- [GOALS]:
1) Read the GRE patch message below and decide whether each statement agrees with it. Answer yes or no for each, and quote the exact words that decide it. (a) The tunnel learns the port ID that a MAC address comes from. (b) Broadcast traffic is sent over the network as multicast encapsulated GRE packets. (c) The patch is written for kernel version 3.2.1.
2) Duplicate the GRE patch message below from "[<prev] [next>] [thread-next>]" up to and including "14:21:51 +0100 (CET)".

[<prev] [next>] [thread-next>] [day] [month] [year] [list]
Message-ID: <4168018.821328016111235.JavaMail.root@5-MeO-DMT.ynet.sk>
Date: Tue, 31 Jan 2012 14:21:51 +0100 (CET)
From: Stefan Gula <steweg@...t.sk>
To: Alexey Kuznetsov <kuznet@....inr.ac.ru>,
"David S. Miller" <davem@...emloft.net>,
James Morris <jmorris@...ei.org>,
Hideaki YOSHIFUJI <yoshfuji@...ux-ipv6.org>,
Patrick McHardy <kaber@...sh.net>
Cc: netdev@...r.kernel.org, linux-kernel@...r.kernel.org
Subject: [patch v7, kernel version 3.2.1] net/ipv4/ip_gre: Ethernet
multipoint GRE over IP
From: Stefan Gula <steweg@...il.com>
This patch is an extension for current Ethernet over GRE
implementation, which allows user to create virtual bridge (multipoint
VPN) and forward traffic based on Ethernet MAC address information in
it. It simulates the Bridge behavior learning mechanism, but instead
of learning port ID from which given MAC address comes, it learns IP
address of peer which encapsulated given packet. Multicast, Broadcast
and unknown-multicast traffic is send over network as multicast
encapsulated GRE packet, so one Ethernet multipoint GRE tunnel can be
represented as one single virtual switch on logical level and be also
represented as one multicast IPv4 address on network level.

- [SUPPLIED RECORDS]:
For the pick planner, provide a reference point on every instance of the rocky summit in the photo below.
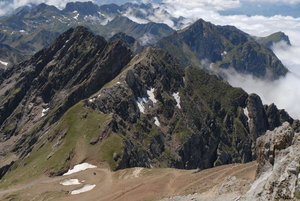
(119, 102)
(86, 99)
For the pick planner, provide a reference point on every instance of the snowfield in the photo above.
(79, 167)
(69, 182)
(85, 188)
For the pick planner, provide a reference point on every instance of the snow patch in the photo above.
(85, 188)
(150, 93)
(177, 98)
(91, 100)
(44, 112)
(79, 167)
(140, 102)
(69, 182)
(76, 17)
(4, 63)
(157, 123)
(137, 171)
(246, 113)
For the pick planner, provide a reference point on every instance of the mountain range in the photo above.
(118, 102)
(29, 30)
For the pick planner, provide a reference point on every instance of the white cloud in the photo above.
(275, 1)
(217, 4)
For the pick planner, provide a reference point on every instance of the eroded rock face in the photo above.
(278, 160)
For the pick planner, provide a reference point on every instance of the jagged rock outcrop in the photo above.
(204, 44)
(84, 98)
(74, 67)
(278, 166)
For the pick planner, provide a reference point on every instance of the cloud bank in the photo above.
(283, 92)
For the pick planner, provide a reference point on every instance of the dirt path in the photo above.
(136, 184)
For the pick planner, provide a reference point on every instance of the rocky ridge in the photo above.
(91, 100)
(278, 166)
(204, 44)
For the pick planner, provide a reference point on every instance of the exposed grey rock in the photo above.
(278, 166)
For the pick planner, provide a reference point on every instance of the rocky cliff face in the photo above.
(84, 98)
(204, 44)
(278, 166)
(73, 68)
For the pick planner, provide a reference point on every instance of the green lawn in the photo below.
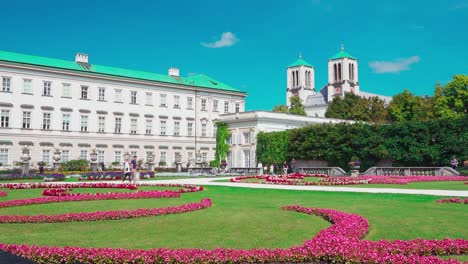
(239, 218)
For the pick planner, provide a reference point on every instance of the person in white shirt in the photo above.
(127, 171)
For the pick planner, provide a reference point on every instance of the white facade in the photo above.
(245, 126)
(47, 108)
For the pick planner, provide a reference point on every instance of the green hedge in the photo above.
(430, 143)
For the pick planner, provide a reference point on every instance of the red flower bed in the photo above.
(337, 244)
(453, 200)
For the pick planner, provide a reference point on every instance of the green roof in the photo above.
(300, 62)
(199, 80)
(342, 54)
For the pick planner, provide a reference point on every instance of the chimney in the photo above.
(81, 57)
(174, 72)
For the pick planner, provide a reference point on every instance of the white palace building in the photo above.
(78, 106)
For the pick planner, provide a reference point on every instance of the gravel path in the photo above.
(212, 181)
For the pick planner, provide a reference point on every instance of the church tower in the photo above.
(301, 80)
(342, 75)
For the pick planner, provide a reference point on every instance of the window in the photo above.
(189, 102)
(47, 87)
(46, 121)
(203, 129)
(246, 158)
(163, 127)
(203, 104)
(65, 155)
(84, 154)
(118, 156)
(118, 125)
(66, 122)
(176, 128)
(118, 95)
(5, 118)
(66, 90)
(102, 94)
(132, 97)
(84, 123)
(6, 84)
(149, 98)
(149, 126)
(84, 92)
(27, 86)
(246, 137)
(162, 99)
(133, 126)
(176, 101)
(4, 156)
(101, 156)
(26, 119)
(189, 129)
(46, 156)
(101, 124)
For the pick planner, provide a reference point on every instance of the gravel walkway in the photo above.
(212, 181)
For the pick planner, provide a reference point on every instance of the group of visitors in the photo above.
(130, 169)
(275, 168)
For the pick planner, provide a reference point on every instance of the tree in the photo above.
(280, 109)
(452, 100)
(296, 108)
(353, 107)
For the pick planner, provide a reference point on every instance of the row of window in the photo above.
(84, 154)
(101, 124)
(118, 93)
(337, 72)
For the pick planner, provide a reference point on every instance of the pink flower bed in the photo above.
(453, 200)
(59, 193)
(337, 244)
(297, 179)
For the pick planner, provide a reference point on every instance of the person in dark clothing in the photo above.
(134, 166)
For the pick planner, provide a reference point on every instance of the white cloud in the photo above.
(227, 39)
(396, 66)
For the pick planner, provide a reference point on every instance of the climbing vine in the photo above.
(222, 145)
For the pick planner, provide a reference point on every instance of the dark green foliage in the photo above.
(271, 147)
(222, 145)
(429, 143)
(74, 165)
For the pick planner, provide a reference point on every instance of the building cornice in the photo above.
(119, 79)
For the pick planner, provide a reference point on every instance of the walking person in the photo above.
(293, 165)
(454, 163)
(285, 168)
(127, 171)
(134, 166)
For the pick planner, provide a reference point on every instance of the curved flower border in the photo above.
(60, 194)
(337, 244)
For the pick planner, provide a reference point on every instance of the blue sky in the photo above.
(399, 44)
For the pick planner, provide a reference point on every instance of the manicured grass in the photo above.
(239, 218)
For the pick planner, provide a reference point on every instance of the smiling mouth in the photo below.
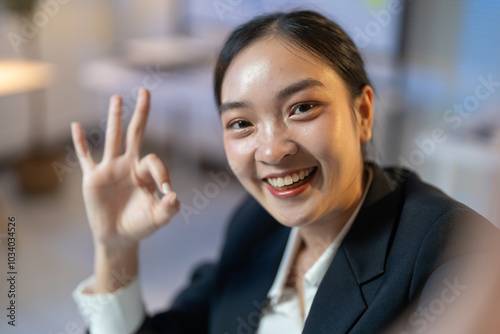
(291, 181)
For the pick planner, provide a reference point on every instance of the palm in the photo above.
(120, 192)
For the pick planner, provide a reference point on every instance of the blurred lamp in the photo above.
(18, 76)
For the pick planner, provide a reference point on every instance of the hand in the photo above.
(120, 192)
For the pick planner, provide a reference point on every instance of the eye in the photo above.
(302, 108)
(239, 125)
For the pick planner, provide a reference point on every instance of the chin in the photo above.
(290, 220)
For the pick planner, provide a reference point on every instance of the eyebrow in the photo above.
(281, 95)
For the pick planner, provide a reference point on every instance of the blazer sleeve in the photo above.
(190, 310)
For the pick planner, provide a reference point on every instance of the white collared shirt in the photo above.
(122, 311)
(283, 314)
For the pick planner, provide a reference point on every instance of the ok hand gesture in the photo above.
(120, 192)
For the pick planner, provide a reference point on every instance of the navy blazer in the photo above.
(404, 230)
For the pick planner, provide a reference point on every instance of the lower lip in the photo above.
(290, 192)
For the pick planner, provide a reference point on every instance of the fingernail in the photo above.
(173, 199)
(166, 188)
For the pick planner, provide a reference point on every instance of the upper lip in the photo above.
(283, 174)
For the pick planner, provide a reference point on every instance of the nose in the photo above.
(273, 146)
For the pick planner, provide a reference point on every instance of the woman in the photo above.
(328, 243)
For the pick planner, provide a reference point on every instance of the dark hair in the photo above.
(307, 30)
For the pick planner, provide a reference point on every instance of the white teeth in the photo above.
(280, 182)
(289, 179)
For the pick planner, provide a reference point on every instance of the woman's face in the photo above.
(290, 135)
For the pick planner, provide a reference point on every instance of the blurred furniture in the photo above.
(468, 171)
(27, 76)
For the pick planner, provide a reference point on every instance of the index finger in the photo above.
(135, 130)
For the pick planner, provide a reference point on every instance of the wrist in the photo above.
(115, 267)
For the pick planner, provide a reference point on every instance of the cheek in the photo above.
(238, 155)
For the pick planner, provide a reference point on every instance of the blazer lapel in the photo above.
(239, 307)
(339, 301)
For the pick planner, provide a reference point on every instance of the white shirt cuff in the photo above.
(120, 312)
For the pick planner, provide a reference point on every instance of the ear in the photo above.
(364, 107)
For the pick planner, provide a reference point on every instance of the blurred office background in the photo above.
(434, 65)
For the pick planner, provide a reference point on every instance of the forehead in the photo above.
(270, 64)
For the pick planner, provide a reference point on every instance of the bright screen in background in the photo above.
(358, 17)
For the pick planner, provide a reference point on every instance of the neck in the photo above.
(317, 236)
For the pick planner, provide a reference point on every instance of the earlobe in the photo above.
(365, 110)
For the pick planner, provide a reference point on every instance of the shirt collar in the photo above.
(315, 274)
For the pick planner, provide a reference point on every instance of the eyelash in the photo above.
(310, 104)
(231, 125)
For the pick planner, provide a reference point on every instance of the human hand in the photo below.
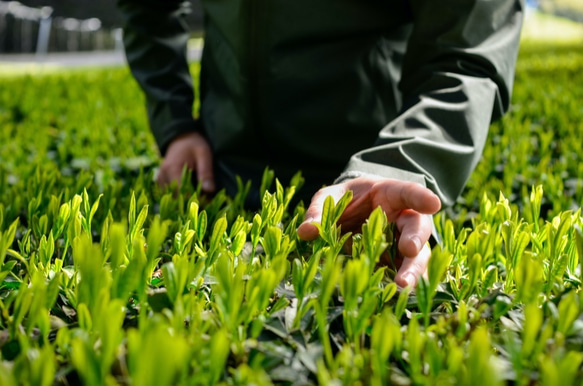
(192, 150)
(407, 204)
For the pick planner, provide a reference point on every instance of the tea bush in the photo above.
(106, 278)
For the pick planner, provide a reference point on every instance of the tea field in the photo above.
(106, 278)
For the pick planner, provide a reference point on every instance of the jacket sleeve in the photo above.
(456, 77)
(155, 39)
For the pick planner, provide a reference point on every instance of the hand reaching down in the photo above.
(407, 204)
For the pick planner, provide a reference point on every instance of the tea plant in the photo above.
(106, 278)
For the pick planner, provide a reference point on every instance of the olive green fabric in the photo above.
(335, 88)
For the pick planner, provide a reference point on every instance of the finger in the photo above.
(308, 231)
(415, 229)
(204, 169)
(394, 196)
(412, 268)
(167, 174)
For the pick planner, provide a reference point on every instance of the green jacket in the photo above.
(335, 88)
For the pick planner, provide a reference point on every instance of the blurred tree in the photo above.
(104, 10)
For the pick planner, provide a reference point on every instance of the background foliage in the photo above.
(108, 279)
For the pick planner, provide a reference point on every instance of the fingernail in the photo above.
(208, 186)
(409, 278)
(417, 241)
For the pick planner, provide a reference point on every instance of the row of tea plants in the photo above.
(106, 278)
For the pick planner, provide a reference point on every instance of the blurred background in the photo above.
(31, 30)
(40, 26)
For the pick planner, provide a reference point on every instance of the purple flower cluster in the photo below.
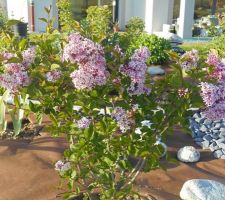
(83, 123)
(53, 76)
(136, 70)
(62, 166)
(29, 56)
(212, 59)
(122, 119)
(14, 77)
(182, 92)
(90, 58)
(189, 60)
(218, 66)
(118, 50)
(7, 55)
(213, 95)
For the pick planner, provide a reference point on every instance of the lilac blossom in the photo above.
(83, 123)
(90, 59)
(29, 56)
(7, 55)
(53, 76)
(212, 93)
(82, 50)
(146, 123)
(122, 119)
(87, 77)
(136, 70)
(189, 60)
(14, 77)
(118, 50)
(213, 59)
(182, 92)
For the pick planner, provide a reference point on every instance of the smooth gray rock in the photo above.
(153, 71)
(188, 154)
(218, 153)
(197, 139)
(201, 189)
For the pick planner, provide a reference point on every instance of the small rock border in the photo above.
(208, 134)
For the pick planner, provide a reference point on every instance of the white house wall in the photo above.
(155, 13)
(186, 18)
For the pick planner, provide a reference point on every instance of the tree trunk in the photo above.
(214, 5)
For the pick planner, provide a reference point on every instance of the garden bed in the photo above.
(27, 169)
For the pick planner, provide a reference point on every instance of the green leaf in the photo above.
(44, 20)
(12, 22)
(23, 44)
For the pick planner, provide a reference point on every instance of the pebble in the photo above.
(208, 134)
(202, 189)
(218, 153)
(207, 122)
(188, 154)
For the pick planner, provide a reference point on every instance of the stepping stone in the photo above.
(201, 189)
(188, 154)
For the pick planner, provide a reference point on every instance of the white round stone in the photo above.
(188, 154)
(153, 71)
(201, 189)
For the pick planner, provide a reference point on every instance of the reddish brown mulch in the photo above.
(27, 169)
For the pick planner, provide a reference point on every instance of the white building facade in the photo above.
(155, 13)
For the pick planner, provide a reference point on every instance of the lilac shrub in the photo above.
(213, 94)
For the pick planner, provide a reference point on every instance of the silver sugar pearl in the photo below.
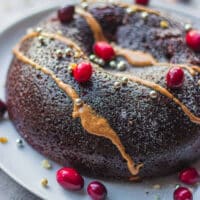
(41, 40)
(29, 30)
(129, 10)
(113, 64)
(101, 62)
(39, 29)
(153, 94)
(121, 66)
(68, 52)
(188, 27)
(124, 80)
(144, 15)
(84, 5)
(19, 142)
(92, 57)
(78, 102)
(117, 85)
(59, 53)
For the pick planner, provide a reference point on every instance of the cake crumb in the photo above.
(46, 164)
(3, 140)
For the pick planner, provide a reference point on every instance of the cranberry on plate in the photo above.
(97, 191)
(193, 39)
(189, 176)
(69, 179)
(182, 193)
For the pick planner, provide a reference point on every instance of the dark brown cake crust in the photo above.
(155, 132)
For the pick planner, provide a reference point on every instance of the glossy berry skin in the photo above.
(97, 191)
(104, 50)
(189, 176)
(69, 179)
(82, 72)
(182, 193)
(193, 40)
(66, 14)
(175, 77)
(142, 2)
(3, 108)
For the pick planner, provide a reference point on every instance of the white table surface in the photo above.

- [ANSWERS PROVIDED]:
1)
(a) No: "instead of learning port ID from which given MAC address comes, it learns IP address of peer which encapsulated given packet"
(b) Yes: "Multicast, Broadcast and unknown-multicast traffic is send over network as multicast encapsulated GRE packet"
(c) Yes: "[patch v7, kernel version 3.2.1]"

2)
[<prev] [next>] [thread-next>] [day] [month] [year] [list]
Message-ID: <4168018.821328016111235.JavaMail.root@5-MeO-DMT.ynet.sk>
Date: Tue, 31 Jan 2012 14:21:51 +0100 (CET)